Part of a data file
⁂
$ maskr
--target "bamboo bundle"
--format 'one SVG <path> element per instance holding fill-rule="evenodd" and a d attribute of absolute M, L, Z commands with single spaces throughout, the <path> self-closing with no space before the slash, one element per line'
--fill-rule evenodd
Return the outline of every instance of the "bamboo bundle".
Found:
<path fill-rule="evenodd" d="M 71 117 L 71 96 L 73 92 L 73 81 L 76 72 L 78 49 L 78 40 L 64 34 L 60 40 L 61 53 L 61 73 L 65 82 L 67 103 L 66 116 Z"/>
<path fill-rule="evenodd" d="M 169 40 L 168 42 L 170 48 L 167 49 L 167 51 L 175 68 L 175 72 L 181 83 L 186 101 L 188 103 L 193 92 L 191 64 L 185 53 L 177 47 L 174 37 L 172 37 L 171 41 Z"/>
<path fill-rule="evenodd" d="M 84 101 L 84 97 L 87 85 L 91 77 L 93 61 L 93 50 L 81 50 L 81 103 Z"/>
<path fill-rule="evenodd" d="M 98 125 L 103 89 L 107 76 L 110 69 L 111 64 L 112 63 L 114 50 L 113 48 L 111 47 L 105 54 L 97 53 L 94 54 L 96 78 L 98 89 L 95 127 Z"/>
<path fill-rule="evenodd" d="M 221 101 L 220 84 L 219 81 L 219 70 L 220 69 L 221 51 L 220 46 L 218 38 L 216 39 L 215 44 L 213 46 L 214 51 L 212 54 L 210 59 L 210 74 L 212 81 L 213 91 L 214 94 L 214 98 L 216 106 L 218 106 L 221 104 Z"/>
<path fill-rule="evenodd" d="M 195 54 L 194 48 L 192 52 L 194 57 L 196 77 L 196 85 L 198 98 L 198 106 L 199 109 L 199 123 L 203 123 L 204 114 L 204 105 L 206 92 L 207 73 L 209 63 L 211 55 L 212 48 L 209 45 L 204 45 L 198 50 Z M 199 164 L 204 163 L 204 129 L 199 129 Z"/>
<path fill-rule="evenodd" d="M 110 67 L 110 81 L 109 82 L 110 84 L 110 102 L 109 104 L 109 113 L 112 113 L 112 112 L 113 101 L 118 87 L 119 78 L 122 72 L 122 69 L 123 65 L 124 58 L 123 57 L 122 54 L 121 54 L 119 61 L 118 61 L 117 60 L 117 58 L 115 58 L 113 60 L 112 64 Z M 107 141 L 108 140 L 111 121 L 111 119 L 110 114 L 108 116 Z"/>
⁂
* Set task:
Please render every line of the listing above as a numbered list, skipping any blank lines.

* The reply:
1. $ maskr
2. --target "bamboo bundle"
3. --format 'one SVG <path> element per instance holding fill-rule="evenodd" and a d attribute of absolute M, L, Z commands with single spaces throughout, the <path> self-closing with no space before the slash, one element per line'
4. --fill-rule evenodd
5. Return the outline of every instance of the "bamboo bundle".
6. Found:
7. <path fill-rule="evenodd" d="M 71 117 L 71 96 L 73 92 L 73 81 L 76 72 L 78 49 L 78 40 L 64 34 L 60 40 L 61 53 L 61 73 L 65 82 L 67 103 L 66 116 Z"/>
8. <path fill-rule="evenodd" d="M 169 40 L 168 42 L 170 48 L 167 49 L 167 51 L 175 68 L 175 72 L 181 83 L 186 101 L 188 103 L 193 92 L 191 64 L 185 53 L 177 47 L 174 37 L 172 37 L 171 41 Z"/>
9. <path fill-rule="evenodd" d="M 84 101 L 84 97 L 87 85 L 91 77 L 93 61 L 93 50 L 81 50 L 81 103 Z"/>
10. <path fill-rule="evenodd" d="M 98 125 L 103 89 L 107 76 L 110 69 L 111 64 L 112 63 L 114 50 L 113 48 L 111 47 L 105 54 L 97 53 L 94 54 L 96 78 L 98 89 L 95 127 Z"/>
11. <path fill-rule="evenodd" d="M 221 101 L 220 84 L 219 81 L 219 70 L 220 69 L 221 51 L 220 46 L 218 38 L 216 39 L 215 44 L 213 46 L 214 51 L 212 54 L 210 59 L 210 74 L 212 81 L 213 91 L 214 94 L 214 98 L 216 106 L 218 106 L 221 104 Z"/>
12. <path fill-rule="evenodd" d="M 195 54 L 194 48 L 192 52 L 194 57 L 196 77 L 196 85 L 198 98 L 198 106 L 199 109 L 199 123 L 203 123 L 204 114 L 204 105 L 206 92 L 207 73 L 209 63 L 211 55 L 212 48 L 209 45 L 204 45 L 198 50 Z M 199 164 L 204 163 L 204 129 L 199 129 Z"/>
13. <path fill-rule="evenodd" d="M 110 67 L 110 81 L 109 82 L 110 84 L 110 102 L 109 104 L 109 113 L 112 113 L 112 112 L 113 101 L 118 87 L 119 78 L 122 72 L 122 69 L 123 65 L 124 58 L 123 57 L 122 54 L 121 54 L 119 61 L 118 61 L 117 60 L 117 58 L 115 58 L 113 60 L 112 64 Z M 107 141 L 108 140 L 111 121 L 111 119 L 110 114 L 108 116 Z"/>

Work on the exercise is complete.